In a new study, North Carolina State University researchers demonstrated that it's possible to make carbon dioxide capture filters using 3D printing. Specifically, they printed a hydrogel material that can hold carbonic anhydrase, an enzyme that speeds a reaction that turns carbon dioxide and water into bicarbonate.
The findings, published in the journal Gels, suggest 3D printing could be a faster, more versatile method of making filter designs.
"This manufacturing process, using 3D printing, makes everything faster and more precise," said the study's lead author Jialong Shen, assistant research professor of textile engineering, chemistry and science at NC State. "If you have access to a printer, and the raw materials, you can make this functional material."
In the study, researchers in the NC State Wilson College of Textiles mixed a solution containing two different organic compounds -- or the printing "ink" -- and an enzyme called carbonic anhydrase. The researchers then printed thread-like filaments of the hydrogel into a two-dimensional grid while solidifying the solution with UV light as it was printed.

_Tasks to perform_
1) In the article on 3D-printed filters, copy the wording from "In a new study, North" up to and including "making filter designs.", swapping "hydrogel" for "polymer gel".
2) According to the article on 3D-printed filters, why could 3D printing be a better way to make filter designs? Answer in one to three sentences.
The listing that comes after this article plays no part in the work.

_Available data_
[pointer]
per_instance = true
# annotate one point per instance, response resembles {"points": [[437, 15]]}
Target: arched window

_Answers by task_
1)
In a new study, North Carolina State University researchers demonstrated that it's possible to make carbon dioxide capture filters using 3D printing. Specifically, they printed a polymer gel material that can hold carbonic anhydrase, an enzyme that speeds a reaction that turns carbon dioxide and water into bicarbonate.
The findings, published in the journal Gels, suggest 3D printing could be a faster, more versatile method of making filter designs.

2) The study's lead author says the 3D printing process makes everything faster and more precise. He adds that anyone with access to a printer and the raw materials can make this functional material.